Intelligent Material Solutions, Inc. realizes the importance of finding scalable and efficient technologies to increase our renewable energy capabilities. Sunstone PV® is a novel rare earth-based photovoltaic architecture utilizing advanced nano-synthetic technologies integrating plasmonically enhanced rare earth nanocrystals into high efficiency photovoltaic devices as well as films that can be applied to commercially available PVs for improved solar cell performance. We are focusing significant efforts around advanced nano-manufacturing techniques enabling low cost, high volume production of our technologies to ensure widespread, low cost energy available throughout the world.
Photovoltaics (PV), is unique since the energy from the sun can be directly converted into electricity without the need for moving parts or ongoing and costly maintenance, yet solar energy still only contributes approximately 1% of all renewable sources. One reason for this is the relatively long payback time of a solar module compared with other energy sources. For solar energy to be competitive in the modern energy market, it must be efficient and cheap, the focusing requirements for a third generation PV device. First generation bulk crystalline silicon devices currently dominate the commercial PV market and utilize mature technologies that have benefited from more than half a century of research and development. The transition from first to ‘thin-film’ second generation technology has been slow since thin films must match or exceed the reliability and, cost/performance ratio of established Si crystalline technologies. Both these technologies suffer from fundamental bandgap losses which can only be overcome using novel materials and device configurations. We believe that Sunstone PV® Nanocrystals will enable a device with energy conversion efficiencies over the theoretical 31%, approaching values closer to the thermodynamic limit of 93% efficiency.

▶ Exercise A
Output the lines of the records from the one containing "like [583, 99]." through the last line of the records, inclusive, reproducing each line verbatim.

▶ Records provided

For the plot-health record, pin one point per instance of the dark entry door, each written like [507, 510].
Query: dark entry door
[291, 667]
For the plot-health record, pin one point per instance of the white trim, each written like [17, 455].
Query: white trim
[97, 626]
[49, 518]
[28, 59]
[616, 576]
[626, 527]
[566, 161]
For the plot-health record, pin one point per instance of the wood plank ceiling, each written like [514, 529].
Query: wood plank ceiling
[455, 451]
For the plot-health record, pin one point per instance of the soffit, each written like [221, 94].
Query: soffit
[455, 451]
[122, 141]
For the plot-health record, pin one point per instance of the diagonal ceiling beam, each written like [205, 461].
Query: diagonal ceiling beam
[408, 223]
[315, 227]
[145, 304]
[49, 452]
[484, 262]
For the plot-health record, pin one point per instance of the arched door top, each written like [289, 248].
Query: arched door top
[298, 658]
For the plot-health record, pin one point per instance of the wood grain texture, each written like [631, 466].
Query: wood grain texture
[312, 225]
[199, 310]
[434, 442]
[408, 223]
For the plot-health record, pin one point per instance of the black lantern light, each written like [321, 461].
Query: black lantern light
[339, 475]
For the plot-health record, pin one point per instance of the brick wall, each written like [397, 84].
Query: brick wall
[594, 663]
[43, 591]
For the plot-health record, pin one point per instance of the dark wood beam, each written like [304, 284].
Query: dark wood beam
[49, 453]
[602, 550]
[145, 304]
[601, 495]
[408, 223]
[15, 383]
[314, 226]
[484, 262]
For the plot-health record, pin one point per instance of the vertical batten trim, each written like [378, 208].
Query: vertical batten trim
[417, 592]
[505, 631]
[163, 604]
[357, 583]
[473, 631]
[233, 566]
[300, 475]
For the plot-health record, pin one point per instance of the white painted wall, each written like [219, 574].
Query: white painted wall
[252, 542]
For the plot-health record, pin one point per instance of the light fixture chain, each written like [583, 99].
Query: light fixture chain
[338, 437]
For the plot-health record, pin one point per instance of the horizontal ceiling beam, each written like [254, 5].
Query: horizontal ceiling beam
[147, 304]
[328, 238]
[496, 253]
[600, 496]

▶ Exercise B
Pick up the text on rare earth nanocrystal photovoltaics after its final sentence and keep writing.

▶ Task response A
For the plot-health record, pin one point per instance of the light fixture chain, each written like [583, 99].
Query: light fixture chain
[338, 437]
For the plot-health record, pin one point per instance of the horizontal ceiling beam, each written like [254, 5].
Query: horizontal ceiling beam
[147, 304]
[328, 238]
[496, 253]
[600, 496]

▶ Task response B
Sunstone® PV Nanocrystals can absorb wavelengths that fall outside of the usable portions of the electromagnetic spectrum by conventional solar PV devices and emit in the wavelength sensitive regions of any PV device. The image below depicts rare earth upcovnerting nanocrystals deposited onto the surface silicon wires of a photovoltaic device. The adjacent chart depicts the solar energy not absorbed by the conventional PV devices. By incorporating our technology into these devices we can significantly improve the cost effectiveness of solar energy as a renewable resource.
1352 W/m2 Solar Radiation (UV-NIR) received on the Earth’s surface
- 192W/m2 (14%) in UV region,
- 520W/m2 (38.4%) in the visible
- 640W/m2 (47.3%) in the infrared region
Only 38% of the visible solar radiations is absorbed by Si, effective conversion of the remaining 62% photons from the UV and IR region into the Si visible-NIR response region can have drastic improvement in solar cell efficiency.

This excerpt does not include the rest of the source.